⟨

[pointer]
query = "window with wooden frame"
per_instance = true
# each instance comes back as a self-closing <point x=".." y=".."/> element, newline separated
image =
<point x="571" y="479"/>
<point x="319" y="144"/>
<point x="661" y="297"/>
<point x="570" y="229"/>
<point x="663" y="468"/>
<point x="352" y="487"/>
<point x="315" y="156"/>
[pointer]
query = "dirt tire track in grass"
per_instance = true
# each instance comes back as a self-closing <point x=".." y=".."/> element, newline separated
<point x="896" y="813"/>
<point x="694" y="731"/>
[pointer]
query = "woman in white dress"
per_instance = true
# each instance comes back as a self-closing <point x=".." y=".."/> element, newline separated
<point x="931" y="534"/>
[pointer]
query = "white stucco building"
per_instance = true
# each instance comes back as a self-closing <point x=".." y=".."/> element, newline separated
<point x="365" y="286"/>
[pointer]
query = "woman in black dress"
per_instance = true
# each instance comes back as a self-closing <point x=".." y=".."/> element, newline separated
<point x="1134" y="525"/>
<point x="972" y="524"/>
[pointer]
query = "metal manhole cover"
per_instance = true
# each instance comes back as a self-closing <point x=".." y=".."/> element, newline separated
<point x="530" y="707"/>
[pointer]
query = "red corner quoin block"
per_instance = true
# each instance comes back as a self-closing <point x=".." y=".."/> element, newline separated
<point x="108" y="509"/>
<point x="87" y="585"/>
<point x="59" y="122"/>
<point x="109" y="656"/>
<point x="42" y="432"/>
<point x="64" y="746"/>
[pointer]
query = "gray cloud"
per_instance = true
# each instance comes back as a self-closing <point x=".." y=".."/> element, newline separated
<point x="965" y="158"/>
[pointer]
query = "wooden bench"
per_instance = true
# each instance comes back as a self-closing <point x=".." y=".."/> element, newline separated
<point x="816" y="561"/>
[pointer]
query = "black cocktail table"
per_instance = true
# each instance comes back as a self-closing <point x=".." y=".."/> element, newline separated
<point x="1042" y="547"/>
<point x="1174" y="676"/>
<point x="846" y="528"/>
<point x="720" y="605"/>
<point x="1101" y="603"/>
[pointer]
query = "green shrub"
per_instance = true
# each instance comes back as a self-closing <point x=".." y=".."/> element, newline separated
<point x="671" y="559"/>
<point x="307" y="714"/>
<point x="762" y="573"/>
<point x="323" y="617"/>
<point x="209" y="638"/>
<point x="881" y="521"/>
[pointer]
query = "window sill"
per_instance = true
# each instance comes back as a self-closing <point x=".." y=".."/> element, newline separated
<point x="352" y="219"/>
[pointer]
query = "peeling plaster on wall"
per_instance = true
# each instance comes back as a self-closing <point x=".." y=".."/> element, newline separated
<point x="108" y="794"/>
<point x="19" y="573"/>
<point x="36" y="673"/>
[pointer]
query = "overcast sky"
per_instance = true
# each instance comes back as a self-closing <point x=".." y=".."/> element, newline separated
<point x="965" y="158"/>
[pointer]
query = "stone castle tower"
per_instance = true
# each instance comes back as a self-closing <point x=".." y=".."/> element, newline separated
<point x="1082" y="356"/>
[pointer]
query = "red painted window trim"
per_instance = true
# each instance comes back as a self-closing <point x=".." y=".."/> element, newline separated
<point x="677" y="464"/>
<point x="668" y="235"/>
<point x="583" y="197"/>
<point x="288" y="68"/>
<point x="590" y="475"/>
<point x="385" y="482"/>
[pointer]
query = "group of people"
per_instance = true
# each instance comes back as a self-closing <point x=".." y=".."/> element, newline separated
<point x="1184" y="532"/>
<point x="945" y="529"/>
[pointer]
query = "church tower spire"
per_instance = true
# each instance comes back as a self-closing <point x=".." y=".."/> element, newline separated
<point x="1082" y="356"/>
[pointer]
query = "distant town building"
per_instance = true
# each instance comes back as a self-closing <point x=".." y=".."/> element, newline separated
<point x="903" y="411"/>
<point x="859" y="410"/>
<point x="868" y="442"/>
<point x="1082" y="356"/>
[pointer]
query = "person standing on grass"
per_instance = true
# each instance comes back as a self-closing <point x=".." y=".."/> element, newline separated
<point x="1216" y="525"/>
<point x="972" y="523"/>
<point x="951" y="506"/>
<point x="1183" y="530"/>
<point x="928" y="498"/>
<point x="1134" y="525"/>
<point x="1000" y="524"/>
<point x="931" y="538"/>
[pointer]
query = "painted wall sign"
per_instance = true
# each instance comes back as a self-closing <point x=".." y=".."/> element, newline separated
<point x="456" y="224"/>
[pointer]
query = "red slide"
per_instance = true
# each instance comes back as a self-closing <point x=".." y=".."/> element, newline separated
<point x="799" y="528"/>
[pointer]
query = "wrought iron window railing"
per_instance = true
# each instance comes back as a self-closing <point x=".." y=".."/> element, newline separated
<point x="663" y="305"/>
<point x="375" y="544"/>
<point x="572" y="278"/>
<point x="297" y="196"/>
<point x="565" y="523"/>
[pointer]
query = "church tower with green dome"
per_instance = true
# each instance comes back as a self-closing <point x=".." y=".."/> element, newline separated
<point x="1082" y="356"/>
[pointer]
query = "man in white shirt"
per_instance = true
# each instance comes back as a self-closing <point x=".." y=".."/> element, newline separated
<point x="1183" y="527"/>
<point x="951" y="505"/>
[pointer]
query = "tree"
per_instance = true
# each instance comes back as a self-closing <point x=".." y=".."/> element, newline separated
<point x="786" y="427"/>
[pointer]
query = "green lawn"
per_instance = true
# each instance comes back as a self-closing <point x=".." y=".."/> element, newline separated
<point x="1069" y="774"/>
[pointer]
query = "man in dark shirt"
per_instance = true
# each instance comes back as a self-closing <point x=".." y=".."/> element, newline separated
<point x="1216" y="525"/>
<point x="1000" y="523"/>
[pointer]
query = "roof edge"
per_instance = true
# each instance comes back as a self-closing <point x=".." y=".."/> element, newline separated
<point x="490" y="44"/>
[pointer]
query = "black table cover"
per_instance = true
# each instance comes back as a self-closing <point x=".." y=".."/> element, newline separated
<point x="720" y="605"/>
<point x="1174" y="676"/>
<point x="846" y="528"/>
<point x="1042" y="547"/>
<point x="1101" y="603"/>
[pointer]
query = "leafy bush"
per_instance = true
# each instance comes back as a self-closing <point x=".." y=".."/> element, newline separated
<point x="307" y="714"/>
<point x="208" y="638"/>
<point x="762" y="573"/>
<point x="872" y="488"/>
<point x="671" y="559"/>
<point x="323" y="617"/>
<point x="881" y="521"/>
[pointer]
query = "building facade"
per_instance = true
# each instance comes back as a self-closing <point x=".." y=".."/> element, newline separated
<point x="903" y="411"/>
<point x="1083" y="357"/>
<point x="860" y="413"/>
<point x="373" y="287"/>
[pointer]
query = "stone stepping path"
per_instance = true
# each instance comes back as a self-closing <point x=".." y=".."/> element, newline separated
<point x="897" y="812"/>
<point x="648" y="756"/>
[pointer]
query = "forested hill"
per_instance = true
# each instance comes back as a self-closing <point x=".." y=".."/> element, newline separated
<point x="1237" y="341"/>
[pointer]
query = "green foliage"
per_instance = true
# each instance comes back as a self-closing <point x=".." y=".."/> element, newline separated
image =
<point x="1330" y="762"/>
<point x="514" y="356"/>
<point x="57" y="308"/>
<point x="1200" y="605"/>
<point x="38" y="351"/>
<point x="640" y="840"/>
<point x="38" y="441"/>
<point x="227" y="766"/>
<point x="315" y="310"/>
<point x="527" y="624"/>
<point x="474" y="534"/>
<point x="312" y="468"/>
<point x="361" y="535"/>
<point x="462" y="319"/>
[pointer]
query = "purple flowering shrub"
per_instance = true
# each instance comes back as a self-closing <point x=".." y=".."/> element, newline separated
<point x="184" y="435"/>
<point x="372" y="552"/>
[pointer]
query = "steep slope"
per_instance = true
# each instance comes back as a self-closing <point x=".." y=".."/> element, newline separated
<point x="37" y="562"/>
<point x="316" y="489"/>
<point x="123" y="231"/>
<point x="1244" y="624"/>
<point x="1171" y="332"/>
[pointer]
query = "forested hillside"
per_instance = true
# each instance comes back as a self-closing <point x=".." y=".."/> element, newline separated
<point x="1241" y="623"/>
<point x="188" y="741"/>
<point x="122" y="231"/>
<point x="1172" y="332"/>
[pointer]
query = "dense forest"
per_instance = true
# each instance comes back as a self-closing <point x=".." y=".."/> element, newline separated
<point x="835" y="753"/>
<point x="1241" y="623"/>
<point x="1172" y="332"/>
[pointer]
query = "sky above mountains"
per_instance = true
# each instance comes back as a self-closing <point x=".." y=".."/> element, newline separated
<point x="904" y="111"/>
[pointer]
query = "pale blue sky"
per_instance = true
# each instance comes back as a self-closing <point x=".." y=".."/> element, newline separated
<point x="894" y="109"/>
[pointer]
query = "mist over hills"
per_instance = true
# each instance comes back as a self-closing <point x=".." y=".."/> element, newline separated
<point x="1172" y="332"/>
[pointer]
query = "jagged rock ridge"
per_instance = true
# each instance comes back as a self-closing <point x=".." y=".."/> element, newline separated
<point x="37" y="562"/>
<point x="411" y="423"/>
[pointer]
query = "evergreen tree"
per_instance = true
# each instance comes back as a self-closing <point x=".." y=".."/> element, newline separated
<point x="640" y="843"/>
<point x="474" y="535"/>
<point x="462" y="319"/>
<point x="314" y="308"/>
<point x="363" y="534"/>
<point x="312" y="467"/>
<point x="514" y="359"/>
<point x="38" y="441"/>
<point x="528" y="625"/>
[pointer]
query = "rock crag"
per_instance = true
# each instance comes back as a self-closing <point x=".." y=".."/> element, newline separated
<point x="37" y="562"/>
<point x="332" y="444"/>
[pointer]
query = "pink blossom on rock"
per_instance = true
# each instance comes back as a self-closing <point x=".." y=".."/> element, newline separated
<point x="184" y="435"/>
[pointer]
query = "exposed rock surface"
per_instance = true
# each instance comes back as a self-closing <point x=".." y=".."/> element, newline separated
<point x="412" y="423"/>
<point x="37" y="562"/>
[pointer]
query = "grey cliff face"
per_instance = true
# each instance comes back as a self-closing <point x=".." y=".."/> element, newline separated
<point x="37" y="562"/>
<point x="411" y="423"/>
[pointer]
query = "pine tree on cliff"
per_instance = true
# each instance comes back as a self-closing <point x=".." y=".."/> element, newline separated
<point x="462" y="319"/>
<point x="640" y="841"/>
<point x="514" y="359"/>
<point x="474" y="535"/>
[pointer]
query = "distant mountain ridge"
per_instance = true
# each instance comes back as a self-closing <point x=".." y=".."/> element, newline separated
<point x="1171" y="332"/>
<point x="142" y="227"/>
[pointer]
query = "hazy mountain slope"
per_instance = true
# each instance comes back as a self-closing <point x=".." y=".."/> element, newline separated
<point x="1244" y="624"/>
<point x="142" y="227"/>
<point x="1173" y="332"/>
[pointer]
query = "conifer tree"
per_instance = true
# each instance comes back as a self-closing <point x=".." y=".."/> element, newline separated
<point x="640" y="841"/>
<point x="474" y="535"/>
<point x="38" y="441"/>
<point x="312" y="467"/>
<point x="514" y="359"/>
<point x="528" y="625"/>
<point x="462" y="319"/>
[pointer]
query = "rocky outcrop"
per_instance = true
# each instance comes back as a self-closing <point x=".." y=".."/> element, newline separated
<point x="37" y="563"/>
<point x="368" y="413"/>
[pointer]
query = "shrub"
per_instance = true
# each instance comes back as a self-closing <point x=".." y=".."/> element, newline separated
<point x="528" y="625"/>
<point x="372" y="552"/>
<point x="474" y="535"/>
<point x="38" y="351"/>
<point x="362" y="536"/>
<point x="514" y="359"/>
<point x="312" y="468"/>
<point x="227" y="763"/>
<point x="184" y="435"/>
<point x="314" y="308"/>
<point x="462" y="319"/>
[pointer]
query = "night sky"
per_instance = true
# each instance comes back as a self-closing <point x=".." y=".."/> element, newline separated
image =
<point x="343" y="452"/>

⟩

◆ **WHAT THIS TASK INVOLVES**
Given the data above, which lines hold the string "dress"? Return them.

◆ **TASK RESULT**
query = "woman in white dress"
query = "woman in black dress"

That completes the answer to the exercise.